* Exercise goal:
Please copy every line from the records below that contains the string "give".

* Data section:
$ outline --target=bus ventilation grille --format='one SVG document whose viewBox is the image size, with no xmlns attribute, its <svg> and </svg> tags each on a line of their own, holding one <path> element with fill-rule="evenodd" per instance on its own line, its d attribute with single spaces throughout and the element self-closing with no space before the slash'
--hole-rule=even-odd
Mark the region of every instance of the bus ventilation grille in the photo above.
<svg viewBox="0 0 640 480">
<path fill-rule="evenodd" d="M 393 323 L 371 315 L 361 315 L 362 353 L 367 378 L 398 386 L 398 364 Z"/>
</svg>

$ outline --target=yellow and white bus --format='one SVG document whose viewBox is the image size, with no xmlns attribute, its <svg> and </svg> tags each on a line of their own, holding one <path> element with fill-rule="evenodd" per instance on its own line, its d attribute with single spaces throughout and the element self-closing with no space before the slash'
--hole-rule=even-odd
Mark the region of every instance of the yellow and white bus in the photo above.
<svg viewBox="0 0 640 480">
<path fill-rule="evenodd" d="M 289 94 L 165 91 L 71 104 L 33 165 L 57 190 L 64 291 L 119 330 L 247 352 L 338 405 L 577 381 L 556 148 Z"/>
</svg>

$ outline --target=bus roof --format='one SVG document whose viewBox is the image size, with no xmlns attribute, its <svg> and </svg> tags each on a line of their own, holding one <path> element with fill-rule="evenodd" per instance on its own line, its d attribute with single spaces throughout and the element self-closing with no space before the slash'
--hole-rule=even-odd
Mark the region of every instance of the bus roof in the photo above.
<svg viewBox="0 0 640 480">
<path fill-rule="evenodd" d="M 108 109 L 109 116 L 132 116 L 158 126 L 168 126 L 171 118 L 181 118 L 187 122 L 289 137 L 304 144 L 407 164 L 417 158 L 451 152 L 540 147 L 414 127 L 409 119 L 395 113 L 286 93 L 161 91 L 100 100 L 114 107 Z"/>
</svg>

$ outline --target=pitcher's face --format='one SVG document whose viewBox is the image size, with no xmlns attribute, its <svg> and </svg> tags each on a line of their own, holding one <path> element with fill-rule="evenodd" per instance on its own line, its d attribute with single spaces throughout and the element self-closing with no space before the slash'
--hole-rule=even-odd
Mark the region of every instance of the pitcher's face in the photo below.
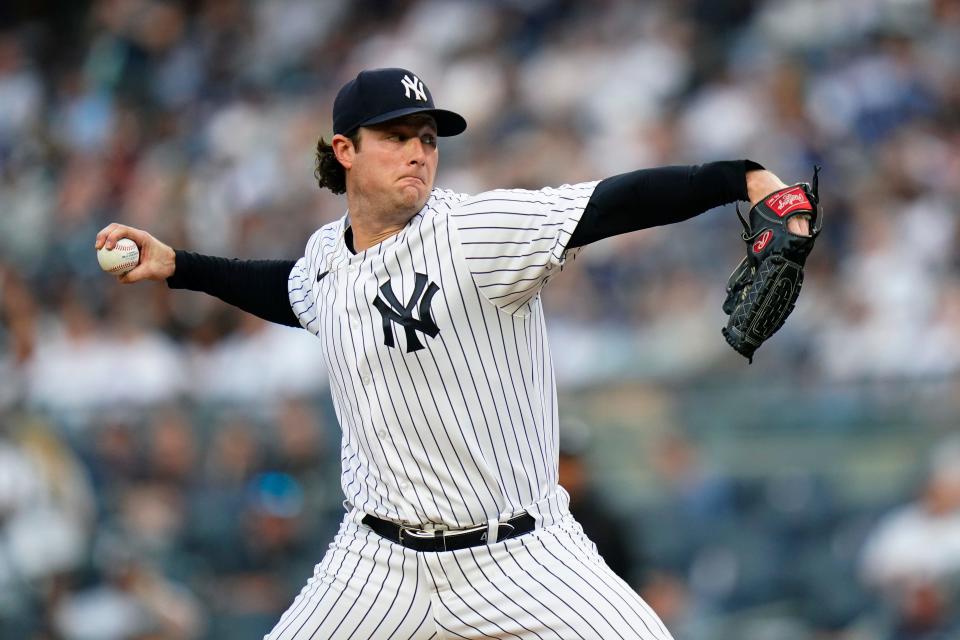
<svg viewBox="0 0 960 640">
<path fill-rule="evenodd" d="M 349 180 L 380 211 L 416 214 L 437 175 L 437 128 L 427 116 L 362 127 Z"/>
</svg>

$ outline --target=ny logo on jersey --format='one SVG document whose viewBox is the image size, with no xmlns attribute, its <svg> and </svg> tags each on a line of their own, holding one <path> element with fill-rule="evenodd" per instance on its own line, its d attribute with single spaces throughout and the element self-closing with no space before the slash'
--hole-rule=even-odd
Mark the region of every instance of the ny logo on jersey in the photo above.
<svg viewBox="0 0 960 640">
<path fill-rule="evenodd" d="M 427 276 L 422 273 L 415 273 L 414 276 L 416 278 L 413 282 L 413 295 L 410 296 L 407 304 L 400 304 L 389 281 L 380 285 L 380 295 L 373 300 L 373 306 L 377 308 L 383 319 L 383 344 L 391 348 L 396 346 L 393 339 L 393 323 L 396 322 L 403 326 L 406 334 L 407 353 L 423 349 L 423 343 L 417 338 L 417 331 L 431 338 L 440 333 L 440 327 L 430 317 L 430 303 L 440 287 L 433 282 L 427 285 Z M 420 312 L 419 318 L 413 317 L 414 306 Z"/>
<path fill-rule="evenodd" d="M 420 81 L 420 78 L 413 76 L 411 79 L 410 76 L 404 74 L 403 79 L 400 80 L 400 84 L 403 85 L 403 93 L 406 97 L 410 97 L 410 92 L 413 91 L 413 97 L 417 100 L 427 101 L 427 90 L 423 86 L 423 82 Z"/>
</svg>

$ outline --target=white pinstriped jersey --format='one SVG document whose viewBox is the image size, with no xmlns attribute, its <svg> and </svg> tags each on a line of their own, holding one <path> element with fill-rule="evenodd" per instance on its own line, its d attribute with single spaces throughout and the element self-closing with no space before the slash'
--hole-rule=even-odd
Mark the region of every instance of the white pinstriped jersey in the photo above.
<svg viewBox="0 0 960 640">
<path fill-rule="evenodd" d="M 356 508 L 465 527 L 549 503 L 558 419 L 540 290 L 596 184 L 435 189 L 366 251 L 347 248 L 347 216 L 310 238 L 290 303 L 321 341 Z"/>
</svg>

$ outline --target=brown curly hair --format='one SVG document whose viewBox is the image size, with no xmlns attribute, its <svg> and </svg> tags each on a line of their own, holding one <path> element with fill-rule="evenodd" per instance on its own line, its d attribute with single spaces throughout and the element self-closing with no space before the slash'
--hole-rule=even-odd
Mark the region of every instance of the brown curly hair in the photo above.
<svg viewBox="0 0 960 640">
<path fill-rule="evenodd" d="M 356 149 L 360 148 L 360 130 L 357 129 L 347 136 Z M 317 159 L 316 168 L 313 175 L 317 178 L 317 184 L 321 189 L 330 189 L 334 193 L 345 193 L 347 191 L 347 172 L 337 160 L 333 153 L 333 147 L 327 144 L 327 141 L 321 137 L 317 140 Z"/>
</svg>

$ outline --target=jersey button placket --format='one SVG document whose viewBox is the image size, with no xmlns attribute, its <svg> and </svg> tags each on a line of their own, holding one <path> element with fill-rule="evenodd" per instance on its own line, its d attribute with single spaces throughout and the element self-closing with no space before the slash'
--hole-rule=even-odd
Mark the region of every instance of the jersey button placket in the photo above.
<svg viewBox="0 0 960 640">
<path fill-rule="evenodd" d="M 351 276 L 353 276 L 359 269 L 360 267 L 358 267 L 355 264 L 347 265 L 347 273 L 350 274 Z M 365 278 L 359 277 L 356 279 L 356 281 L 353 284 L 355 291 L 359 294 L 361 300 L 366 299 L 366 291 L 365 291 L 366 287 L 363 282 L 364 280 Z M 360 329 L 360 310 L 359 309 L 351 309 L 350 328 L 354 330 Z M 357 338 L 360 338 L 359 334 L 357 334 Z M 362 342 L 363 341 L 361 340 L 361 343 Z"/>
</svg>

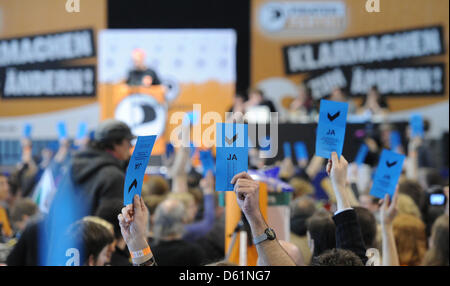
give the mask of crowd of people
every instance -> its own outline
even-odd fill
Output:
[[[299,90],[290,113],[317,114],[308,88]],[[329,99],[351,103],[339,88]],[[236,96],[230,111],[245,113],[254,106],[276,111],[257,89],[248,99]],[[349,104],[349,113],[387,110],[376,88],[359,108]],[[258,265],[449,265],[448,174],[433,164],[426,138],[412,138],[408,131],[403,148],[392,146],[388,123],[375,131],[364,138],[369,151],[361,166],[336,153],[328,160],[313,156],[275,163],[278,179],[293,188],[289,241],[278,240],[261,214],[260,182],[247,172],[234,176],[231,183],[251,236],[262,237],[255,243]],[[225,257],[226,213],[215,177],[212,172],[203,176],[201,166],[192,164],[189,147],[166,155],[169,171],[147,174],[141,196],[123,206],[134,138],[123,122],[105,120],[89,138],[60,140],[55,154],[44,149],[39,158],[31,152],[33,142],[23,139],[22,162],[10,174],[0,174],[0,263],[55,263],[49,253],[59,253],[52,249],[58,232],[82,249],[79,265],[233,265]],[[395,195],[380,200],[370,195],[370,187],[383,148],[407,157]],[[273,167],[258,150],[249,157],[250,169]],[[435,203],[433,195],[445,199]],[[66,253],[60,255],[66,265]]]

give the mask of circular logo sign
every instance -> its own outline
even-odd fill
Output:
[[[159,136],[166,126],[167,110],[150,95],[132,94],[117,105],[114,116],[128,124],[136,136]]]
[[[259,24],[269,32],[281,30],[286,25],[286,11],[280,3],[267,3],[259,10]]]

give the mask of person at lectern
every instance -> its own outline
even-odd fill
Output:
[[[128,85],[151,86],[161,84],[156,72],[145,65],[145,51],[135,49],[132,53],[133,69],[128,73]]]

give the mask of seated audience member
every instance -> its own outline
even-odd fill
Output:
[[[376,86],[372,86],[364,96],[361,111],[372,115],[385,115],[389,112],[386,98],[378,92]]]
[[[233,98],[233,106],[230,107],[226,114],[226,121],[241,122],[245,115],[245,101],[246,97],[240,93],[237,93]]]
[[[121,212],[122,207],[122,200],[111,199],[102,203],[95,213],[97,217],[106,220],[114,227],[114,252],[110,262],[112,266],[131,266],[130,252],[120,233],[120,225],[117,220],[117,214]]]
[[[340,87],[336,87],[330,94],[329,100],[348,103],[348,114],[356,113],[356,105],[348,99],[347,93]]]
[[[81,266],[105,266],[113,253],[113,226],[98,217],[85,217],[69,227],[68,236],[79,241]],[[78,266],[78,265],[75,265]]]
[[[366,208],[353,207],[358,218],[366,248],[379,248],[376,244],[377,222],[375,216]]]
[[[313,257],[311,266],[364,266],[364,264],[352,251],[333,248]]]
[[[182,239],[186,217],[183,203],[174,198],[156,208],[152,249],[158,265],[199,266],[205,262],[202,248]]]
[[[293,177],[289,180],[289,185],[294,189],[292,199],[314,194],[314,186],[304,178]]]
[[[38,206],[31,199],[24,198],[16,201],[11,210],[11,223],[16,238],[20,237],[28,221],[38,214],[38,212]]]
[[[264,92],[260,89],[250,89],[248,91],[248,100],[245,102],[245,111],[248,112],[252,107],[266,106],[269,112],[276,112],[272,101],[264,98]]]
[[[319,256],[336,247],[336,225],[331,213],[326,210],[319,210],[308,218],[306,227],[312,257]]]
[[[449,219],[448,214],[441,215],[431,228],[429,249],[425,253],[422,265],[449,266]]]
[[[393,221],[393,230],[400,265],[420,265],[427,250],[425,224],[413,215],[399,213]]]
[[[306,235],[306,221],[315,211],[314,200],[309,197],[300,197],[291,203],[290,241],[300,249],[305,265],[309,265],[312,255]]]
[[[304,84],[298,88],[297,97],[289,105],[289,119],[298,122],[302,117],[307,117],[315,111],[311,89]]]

--

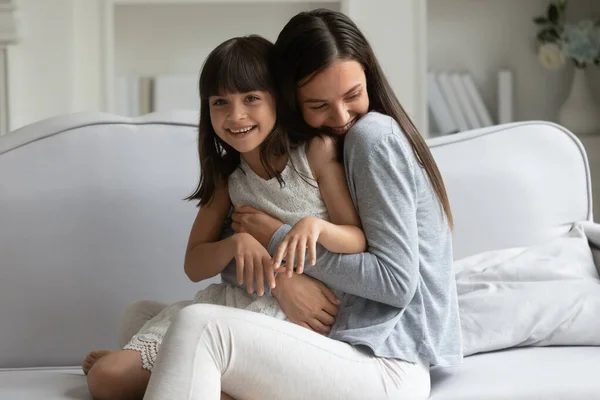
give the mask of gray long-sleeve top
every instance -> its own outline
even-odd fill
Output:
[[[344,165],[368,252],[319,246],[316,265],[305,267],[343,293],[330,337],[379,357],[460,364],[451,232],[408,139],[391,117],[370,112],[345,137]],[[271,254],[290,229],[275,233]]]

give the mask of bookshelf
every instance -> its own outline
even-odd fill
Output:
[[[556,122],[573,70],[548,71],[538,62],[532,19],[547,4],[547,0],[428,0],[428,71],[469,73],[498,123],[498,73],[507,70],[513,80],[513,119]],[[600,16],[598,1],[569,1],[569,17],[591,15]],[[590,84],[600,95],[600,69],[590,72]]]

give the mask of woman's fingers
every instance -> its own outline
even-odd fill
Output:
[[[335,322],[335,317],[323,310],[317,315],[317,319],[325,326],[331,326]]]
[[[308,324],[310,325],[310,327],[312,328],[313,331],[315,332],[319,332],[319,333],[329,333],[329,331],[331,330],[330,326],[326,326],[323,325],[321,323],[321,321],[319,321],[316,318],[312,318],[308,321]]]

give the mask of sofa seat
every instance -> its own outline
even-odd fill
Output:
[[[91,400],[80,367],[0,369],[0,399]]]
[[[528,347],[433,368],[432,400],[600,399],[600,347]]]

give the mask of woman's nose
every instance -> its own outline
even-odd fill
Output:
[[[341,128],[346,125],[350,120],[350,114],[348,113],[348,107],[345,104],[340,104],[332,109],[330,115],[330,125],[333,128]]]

---

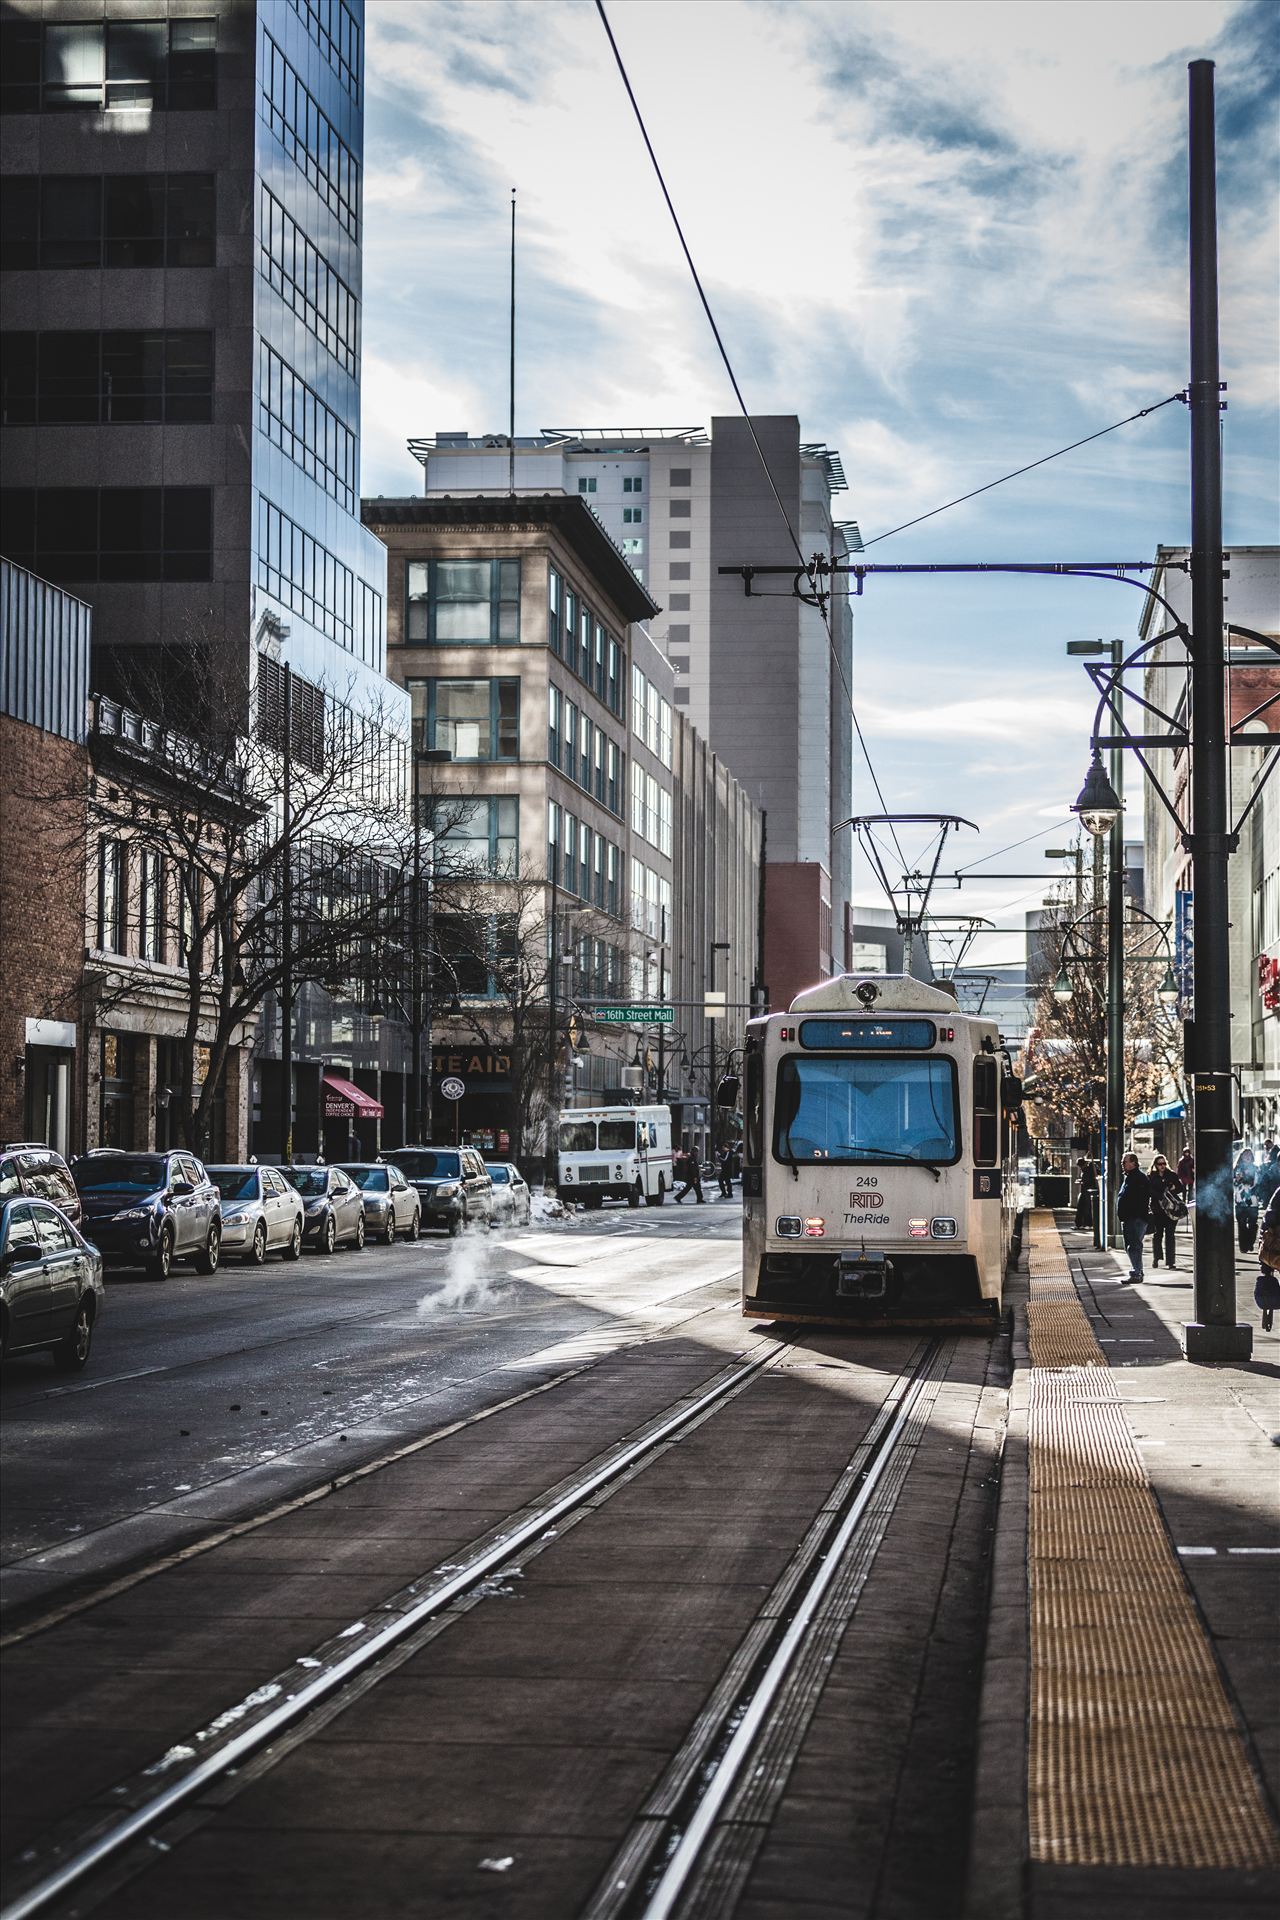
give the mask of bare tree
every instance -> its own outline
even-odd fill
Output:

* Task answer:
give the mask of crowd of people
give the mask of circular logo sign
give the mask of person at lectern
give the mask of seated audience member
give the mask of gray long-sleeve top
give the mask of bookshelf
give the mask of woman's fingers
give the mask of sofa seat
give the mask of woman's nose
give the mask of bare tree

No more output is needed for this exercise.